Goal of the exercise
Retype the records in full, keeping each character as it is.

Data listing
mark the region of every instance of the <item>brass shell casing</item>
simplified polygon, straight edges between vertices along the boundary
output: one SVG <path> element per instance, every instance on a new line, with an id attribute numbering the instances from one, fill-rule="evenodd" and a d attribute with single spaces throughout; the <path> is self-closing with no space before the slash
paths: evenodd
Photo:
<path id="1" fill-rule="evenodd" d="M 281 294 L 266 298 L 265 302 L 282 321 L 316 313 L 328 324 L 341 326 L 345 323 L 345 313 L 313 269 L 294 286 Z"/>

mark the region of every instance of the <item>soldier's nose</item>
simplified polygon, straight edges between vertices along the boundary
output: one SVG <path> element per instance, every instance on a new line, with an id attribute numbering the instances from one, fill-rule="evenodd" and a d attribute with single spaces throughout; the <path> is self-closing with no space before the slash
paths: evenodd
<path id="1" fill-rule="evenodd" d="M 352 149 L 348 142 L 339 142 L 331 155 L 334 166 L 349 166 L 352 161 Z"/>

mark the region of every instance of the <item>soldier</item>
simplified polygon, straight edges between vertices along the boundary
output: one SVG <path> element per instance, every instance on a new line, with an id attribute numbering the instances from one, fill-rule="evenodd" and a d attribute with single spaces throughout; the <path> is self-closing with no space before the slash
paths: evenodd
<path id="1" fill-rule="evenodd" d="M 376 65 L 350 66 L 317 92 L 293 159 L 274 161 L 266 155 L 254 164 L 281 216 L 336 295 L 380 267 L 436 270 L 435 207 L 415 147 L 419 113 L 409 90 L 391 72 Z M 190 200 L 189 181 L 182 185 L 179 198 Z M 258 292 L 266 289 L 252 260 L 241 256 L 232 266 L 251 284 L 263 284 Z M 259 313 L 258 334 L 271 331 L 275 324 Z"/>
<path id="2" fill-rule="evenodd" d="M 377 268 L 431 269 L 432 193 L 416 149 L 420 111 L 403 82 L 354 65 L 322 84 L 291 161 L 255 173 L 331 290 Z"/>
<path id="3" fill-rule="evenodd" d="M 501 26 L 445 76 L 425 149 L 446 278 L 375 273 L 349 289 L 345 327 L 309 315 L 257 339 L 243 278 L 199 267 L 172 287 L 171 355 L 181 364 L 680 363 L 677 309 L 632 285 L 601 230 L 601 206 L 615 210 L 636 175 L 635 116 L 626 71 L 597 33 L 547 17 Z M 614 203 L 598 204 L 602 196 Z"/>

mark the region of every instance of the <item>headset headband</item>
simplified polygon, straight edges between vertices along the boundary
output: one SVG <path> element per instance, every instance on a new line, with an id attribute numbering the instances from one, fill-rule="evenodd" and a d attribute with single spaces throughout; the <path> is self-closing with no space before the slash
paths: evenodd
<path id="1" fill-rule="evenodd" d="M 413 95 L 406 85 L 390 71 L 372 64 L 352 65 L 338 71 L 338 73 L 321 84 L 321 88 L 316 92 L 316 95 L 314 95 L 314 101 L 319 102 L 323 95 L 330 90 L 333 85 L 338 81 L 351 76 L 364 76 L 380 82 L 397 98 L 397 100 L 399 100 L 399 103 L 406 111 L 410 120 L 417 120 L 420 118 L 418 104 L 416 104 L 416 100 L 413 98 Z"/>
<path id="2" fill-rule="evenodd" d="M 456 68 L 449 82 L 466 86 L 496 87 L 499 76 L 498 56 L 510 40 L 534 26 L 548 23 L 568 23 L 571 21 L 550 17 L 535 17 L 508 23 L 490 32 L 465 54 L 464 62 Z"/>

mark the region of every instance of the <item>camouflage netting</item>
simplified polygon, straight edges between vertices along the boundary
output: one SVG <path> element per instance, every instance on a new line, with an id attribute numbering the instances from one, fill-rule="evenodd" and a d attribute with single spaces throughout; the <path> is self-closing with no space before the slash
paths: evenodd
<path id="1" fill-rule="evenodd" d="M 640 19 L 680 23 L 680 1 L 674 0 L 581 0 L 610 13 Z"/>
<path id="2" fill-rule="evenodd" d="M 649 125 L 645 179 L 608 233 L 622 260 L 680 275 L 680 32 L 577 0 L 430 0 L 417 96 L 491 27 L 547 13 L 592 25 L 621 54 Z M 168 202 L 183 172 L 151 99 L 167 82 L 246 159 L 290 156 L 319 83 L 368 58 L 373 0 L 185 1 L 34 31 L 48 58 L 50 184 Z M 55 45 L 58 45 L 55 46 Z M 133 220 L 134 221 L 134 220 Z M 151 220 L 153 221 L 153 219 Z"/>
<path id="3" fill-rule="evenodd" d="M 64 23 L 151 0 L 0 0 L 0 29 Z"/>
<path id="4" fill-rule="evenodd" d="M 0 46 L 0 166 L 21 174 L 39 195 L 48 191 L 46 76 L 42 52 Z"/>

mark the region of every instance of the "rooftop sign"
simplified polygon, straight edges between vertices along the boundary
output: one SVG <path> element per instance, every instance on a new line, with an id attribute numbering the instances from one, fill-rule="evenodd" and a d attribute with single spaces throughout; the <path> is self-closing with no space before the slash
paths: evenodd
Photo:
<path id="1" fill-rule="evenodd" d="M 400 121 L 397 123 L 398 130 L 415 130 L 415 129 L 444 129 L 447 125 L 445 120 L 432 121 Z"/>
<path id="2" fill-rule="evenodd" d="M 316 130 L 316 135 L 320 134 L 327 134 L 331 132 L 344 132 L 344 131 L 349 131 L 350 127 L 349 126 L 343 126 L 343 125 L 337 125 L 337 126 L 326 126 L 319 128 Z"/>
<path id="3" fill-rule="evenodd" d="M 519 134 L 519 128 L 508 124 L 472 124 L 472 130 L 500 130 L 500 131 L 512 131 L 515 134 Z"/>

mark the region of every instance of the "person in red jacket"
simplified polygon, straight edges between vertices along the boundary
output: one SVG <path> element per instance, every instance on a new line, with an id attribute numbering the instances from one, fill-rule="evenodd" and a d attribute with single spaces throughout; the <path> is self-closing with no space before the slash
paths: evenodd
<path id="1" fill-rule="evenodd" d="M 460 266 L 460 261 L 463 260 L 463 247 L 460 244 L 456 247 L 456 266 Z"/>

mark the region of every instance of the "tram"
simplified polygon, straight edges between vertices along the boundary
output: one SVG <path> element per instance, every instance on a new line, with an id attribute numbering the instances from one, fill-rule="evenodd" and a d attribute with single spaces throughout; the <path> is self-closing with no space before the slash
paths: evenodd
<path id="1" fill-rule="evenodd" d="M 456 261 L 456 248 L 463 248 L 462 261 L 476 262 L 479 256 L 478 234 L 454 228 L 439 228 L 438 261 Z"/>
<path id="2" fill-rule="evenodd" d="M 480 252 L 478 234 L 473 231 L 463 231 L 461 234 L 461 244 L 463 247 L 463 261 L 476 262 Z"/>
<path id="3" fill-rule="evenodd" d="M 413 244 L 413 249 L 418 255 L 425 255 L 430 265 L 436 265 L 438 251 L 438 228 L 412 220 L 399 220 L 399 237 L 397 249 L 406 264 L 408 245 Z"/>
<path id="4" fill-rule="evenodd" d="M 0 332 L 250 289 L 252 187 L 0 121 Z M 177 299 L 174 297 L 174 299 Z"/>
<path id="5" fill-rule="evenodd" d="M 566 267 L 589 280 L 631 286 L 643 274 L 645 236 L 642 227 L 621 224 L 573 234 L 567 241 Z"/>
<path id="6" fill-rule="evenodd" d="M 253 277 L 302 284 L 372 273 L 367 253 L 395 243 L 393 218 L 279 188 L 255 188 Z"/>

Response to this exercise
mark the region of every instance of the <item>brass shell casing</item>
simplified polygon, straight edges between vertices along the boundary
output: one SVG <path> element per instance, every instance on a new line, with an id attribute numbering the instances from one, fill-rule="evenodd" and a d attribute with single spaces throughout; the <path> is self-closing with no space before the slash
paths: evenodd
Photo:
<path id="1" fill-rule="evenodd" d="M 281 294 L 266 298 L 265 302 L 282 321 L 316 313 L 328 324 L 341 326 L 345 323 L 345 313 L 313 269 L 294 286 Z"/>

mark the region of every instance of the <item>soldier's nose</item>
simplified polygon, straight edges between vertices along the boundary
output: one SVG <path> element per instance, every instance on a new line, with an id attribute numbering the instances from one, fill-rule="evenodd" and a d attribute with single spaces throughout; the <path> is self-closing with no space before the slash
paths: evenodd
<path id="1" fill-rule="evenodd" d="M 352 149 L 348 142 L 339 142 L 331 155 L 334 166 L 349 166 L 352 161 Z"/>

mark the region of every instance of the <item>soldier</item>
simplified polygon, straight edges between vertices along the boundary
output: one SVG <path> element per instance, every instance on a new line, with an id attribute numbering the instances from one, fill-rule="evenodd" and a d attribute with single spaces throughout; the <path> is self-closing with no space before the slash
paths: evenodd
<path id="1" fill-rule="evenodd" d="M 376 65 L 350 66 L 317 92 L 293 159 L 274 161 L 266 155 L 254 164 L 281 216 L 336 295 L 380 267 L 436 270 L 435 207 L 415 147 L 419 113 L 409 90 L 391 72 Z M 190 200 L 189 181 L 182 185 L 179 198 Z M 258 292 L 266 289 L 252 260 L 241 256 L 232 266 L 251 284 L 263 284 Z M 259 313 L 258 334 L 271 331 L 275 324 Z"/>
<path id="2" fill-rule="evenodd" d="M 377 268 L 431 269 L 432 193 L 416 149 L 420 111 L 403 82 L 354 65 L 322 84 L 291 161 L 255 173 L 331 290 Z"/>
<path id="3" fill-rule="evenodd" d="M 501 26 L 445 76 L 425 149 L 446 278 L 375 273 L 349 289 L 345 327 L 309 315 L 257 339 L 243 278 L 199 267 L 172 287 L 171 355 L 181 364 L 680 363 L 677 309 L 632 285 L 601 230 L 601 206 L 615 210 L 636 175 L 635 116 L 626 71 L 597 33 L 547 17 Z M 614 203 L 598 204 L 602 196 Z"/>

mark the region of every instance of the <item>headset headband</item>
simplified polygon, straight edges between vertices along the boundary
output: one SVG <path> element per instance, every instance on a new line, with an id attribute numbering the instances from one, fill-rule="evenodd" and a d attribute with single spaces throughout; the <path> is self-closing with no space before the slash
paths: evenodd
<path id="1" fill-rule="evenodd" d="M 413 95 L 406 85 L 390 71 L 372 64 L 352 65 L 338 71 L 338 73 L 321 84 L 321 88 L 316 92 L 316 95 L 314 95 L 314 101 L 319 102 L 323 95 L 330 90 L 333 85 L 338 81 L 351 76 L 364 76 L 380 82 L 397 98 L 397 100 L 399 100 L 399 103 L 406 111 L 410 120 L 417 120 L 420 118 L 418 104 L 416 104 L 416 100 L 413 98 Z"/>
<path id="2" fill-rule="evenodd" d="M 456 68 L 449 82 L 466 86 L 496 87 L 499 76 L 498 56 L 510 40 L 534 26 L 548 23 L 568 23 L 571 21 L 550 17 L 535 17 L 508 23 L 490 32 L 465 54 L 464 62 Z"/>

mark the region of every instance of the <item>camouflage netting</item>
simplified polygon, straight edges between vertices along the boundary
output: one SVG <path> element per instance, every instance on a new line, with an id attribute numbering the instances from one, fill-rule="evenodd" and a d attribute with single spaces throughout; the <path> is self-closing with no space before the slash
paths: evenodd
<path id="1" fill-rule="evenodd" d="M 640 19 L 680 23 L 680 1 L 674 0 L 581 0 L 610 13 Z"/>
<path id="2" fill-rule="evenodd" d="M 649 125 L 645 179 L 608 233 L 622 260 L 680 275 L 680 32 L 577 0 L 430 0 L 417 96 L 491 27 L 547 13 L 592 25 L 621 54 Z M 168 202 L 183 172 L 151 99 L 167 82 L 246 159 L 290 156 L 319 83 L 368 58 L 373 0 L 185 1 L 34 31 L 48 58 L 50 184 Z M 55 45 L 58 45 L 55 46 Z M 133 220 L 134 221 L 134 220 Z M 151 220 L 153 221 L 153 219 Z"/>
<path id="3" fill-rule="evenodd" d="M 64 23 L 151 0 L 0 0 L 0 29 Z"/>
<path id="4" fill-rule="evenodd" d="M 0 46 L 0 166 L 21 174 L 39 195 L 48 191 L 46 76 L 42 52 Z"/>

mark the region of every instance of the "rooftop sign"
simplified polygon, straight edges between vertices along the boundary
output: one SVG <path> element per instance, every instance on a new line, with an id attribute numbering the instances from one, fill-rule="evenodd" and a d attribute with single spaces throughout; the <path> is self-closing with no space before the slash
paths: evenodd
Photo:
<path id="1" fill-rule="evenodd" d="M 400 121 L 397 123 L 398 130 L 415 130 L 415 129 L 444 129 L 447 125 L 445 120 L 432 121 Z"/>
<path id="2" fill-rule="evenodd" d="M 316 130 L 316 135 L 320 134 L 327 134 L 331 132 L 344 132 L 344 131 L 349 131 L 350 127 L 349 126 L 343 126 L 343 125 L 337 125 L 337 126 L 326 126 L 319 128 Z"/>
<path id="3" fill-rule="evenodd" d="M 519 134 L 519 128 L 508 124 L 472 124 L 472 130 L 500 130 L 500 131 L 512 131 L 515 134 Z"/>

mark the region of every instance of the "person in red jacket"
simplified polygon, straight edges between vertices along the boundary
output: one SVG <path> element per instance, every instance on a new line, with an id attribute numbering the instances from one, fill-rule="evenodd" and a d attribute with single spaces throughout; the <path> is self-closing with no space before the slash
paths: evenodd
<path id="1" fill-rule="evenodd" d="M 460 266 L 460 261 L 463 260 L 463 247 L 460 244 L 456 247 L 456 266 Z"/>

mark the region of every instance of the "tram"
simplified polygon, straight edges between vertices along the boundary
output: one SVG <path> element per instance, every instance on a new line, with an id attribute numbering the instances from one, fill-rule="evenodd" and a d attribute with single spaces throughout; the <path> is self-closing with no space before the slash
paths: evenodd
<path id="1" fill-rule="evenodd" d="M 456 261 L 456 248 L 463 248 L 462 261 L 476 262 L 479 256 L 478 234 L 454 228 L 439 228 L 438 261 Z"/>
<path id="2" fill-rule="evenodd" d="M 480 252 L 478 234 L 473 231 L 463 231 L 461 234 L 461 244 L 463 247 L 463 261 L 476 262 Z"/>
<path id="3" fill-rule="evenodd" d="M 413 244 L 413 249 L 418 255 L 425 255 L 430 265 L 436 265 L 438 251 L 438 228 L 412 220 L 399 220 L 399 237 L 397 249 L 406 264 L 408 245 Z"/>
<path id="4" fill-rule="evenodd" d="M 0 332 L 250 289 L 252 187 L 0 121 Z M 177 299 L 174 297 L 174 299 Z"/>
<path id="5" fill-rule="evenodd" d="M 566 267 L 589 280 L 631 286 L 643 274 L 645 236 L 642 227 L 621 224 L 573 234 L 567 241 Z"/>
<path id="6" fill-rule="evenodd" d="M 253 277 L 302 284 L 372 273 L 367 253 L 395 243 L 393 218 L 279 188 L 255 188 Z"/>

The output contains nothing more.